* QUELLENAUSZUG
Eines der Probleme von sozialen Normen ist, dass sie uns bereits seit unserer frühesten Kindheit infiltrieren. Als Mutter eines Sohnes bleibt es nicht aus, dass ich von Märchen, Kinderbüchern, – filmen und Hörspielen umgeben bin. Während sich mein Bewusstsein für Geschlechterstereotypen schärfte stellte ich entsetzt fest, wie viele dieser Geschichten die Klischees von abenteuerlustigen Jungen und fürsorglichen Mädchen wiederholen. Hinzukommt, dass in den meisten Geschichten die Väter das Geld nach Hause bringen und die Mütter zu Hause bleiben und sich um den Haushalt und die Kinder kümmern.
Mit den Märchen der Brüder Grimm fing alles an. Märchen für alle nachfolgenden Generationen aufzuschreiben war zweifellos eine ehrenwerte Aufgabe – aber es ist heute auch bekannt, dass die Märchen anders ausgesehen hätten, wenn sie von den Schwestern Grimm aufgeschrieben worden wären.
Was Mädchen aus einigen der bekanntesten Märchen über Geld lernen:
Rumpelstilzchen
Nur seltsame kleine Männchen wissen, wie man zu Geld kommt. Wenn sie dich retten aber gleichzeitig erpressen und nichts Geringeres als dein erstes Kind fordern, rettet dich der nächste Mann. Also einfach abwarten, nichts tun, nichts wissen, das wird schon. Übrigens: Der Ärger begann damit, dass Dein Vater Dich an einen geldgierigen Dummkopf verkauft hat, der Dich geheiratet hat, weil er glaubt, dass Du Stroh zu Gold spinnen kannst. Macht nichts, Hauptsache, Du bist hübsch.

* BEREITGESTELLTES MATERIAL
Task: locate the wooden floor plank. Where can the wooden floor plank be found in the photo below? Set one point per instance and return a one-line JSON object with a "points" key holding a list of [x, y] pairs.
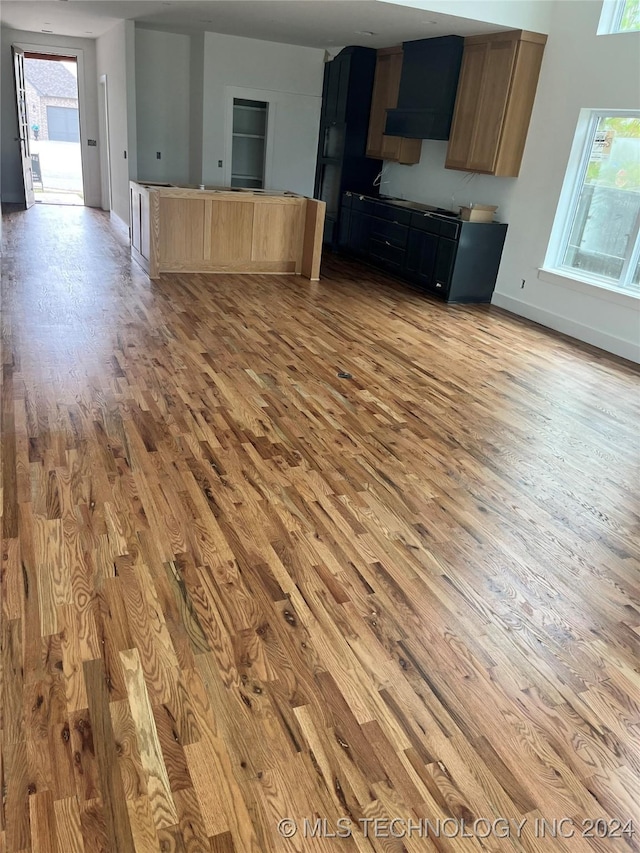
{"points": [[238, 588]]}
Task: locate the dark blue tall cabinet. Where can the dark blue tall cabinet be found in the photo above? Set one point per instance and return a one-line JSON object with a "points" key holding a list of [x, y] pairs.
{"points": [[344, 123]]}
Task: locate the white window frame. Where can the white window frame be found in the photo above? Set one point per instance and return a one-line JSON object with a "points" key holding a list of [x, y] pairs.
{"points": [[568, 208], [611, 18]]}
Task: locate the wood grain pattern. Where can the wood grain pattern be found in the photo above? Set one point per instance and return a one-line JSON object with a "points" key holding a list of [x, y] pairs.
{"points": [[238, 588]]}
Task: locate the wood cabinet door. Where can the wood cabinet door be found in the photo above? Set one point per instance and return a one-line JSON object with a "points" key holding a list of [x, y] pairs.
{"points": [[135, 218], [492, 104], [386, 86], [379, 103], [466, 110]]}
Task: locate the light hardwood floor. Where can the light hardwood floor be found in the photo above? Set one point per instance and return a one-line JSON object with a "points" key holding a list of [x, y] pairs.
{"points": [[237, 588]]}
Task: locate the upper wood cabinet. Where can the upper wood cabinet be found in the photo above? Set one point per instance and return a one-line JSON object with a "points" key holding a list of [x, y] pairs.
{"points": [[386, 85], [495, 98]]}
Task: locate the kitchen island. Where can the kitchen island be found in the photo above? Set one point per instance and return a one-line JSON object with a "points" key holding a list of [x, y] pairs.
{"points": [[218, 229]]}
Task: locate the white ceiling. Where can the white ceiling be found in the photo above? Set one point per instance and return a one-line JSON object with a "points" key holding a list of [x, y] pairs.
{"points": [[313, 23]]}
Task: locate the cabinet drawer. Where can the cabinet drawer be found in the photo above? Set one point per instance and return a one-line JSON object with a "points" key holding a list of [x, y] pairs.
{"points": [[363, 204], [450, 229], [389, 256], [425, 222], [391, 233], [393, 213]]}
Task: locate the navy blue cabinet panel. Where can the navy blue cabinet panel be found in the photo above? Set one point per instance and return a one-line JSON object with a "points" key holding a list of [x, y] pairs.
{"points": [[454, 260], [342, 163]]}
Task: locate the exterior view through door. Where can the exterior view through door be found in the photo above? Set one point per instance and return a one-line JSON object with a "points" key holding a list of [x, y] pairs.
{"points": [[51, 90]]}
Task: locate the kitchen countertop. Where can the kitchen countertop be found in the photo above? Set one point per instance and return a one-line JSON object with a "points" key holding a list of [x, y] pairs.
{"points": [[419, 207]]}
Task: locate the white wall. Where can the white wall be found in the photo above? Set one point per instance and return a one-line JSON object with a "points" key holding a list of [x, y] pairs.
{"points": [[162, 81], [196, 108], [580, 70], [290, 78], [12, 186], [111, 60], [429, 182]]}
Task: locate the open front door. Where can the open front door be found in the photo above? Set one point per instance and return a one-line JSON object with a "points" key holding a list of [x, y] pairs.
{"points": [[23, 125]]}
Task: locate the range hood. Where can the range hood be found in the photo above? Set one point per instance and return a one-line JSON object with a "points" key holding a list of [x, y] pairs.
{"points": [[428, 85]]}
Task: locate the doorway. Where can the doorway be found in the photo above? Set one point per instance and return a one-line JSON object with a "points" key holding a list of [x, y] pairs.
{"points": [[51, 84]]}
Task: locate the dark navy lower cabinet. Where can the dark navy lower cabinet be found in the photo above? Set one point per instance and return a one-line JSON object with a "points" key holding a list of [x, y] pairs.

* ARBEITSAUFTRÄGE
1) Gib aus dem Quellenauszug den Abschnitt zwischen „Mit den Märchen“ und „Du bist hübsch.“ wortgetreu wieder, beide Stellen eingeschlossen.
2) Setze den Text über Geschlechterklischees in Märchen nach seinem letzten Satz fort.

* DIE LÖSUNGEN
1)
Mit den Märchen der Brüder Grimm fing alles an. Märchen für alle nachfolgenden Generationen aufzuschreiben war zweifellos eine ehrenwerte Aufgabe – aber es ist heute auch bekannt, dass die Märchen anders ausgesehen hätten, wenn sie von den Schwestern Grimm aufgeschrieben worden wären.
Was Mädchen aus einigen der bekanntesten Märchen über Geld lernen:
Rumpelstilzchen
Nur seltsame kleine Männchen wissen, wie man zu Geld kommt. Wenn sie dich retten aber gleichzeitig erpressen und nichts Geringeres als dein erstes Kind fordern, rettet dich der nächste Mann. Also einfach abwarten, nichts tun, nichts wissen, das wird schon. Übrigens: Der Ärger begann damit, dass Dein Vater Dich an einen geldgierigen Dummkopf verkauft hat, der Dich geheiratet hat, weil er glaubt, dass Du Stroh zu Gold spinnen kannst. Macht nichts, Hauptsache, Du bist hübsch.

2)
(Puh, was für ein Schicksal! Ich vermute, diese junge Dame ist schwer traumatisiert und unglücklich bis ans Ende ihrer Tage).
Frau Holle
Immer freundlich und fleißig sein, dann wird das schon jemand bemerken und Dich entsprechend entlohnen.
(Hmm, vielleicht fragst Du dazu erstmal Krankenschwestern, Erzieherinnen, Sozialarbeiterinnen etc.)
Sterntaler
Ein gutes Mädchen zu sein heißt, alles für andere herzugeben, selbst wenn Du dabei riskierst, zu verhungern und zu erfrieren. Es wird schon jemand kommen und Dich retten.
(Vielleicht, vielleicht aber auch nicht. Um ehrlich zu sein: Höchstwahrscheinlich nicht. Du bist also tot, aber dafür warst Du ein braves Mädchen).
Aschenputtel
Wenn Du ungerecht behandelt wirst, lass Dir einfach alles gefallen, arbeite hart, sei brav und weine ab und zu. Eines Tages wird ein weißer Vogel kommen und dich retten, und am Ende wird der Prinz dich heiraten.
(Du kannst genauso gut Lotto spielen. Statistisch gesehen hast Du eine größere Wahrscheinlichkeit, damit erfolgreich zu sein. Oder hör auf, nett zu sein, hör auf zu heulen und fang an, Deine Rechte einzufordern.)
Bild auf Basis eines Fotos von Paweł Czerwiński auf Unsplash
Was für eine wunderbare Zusammenfassung 🙂 Lieben Dank Irene!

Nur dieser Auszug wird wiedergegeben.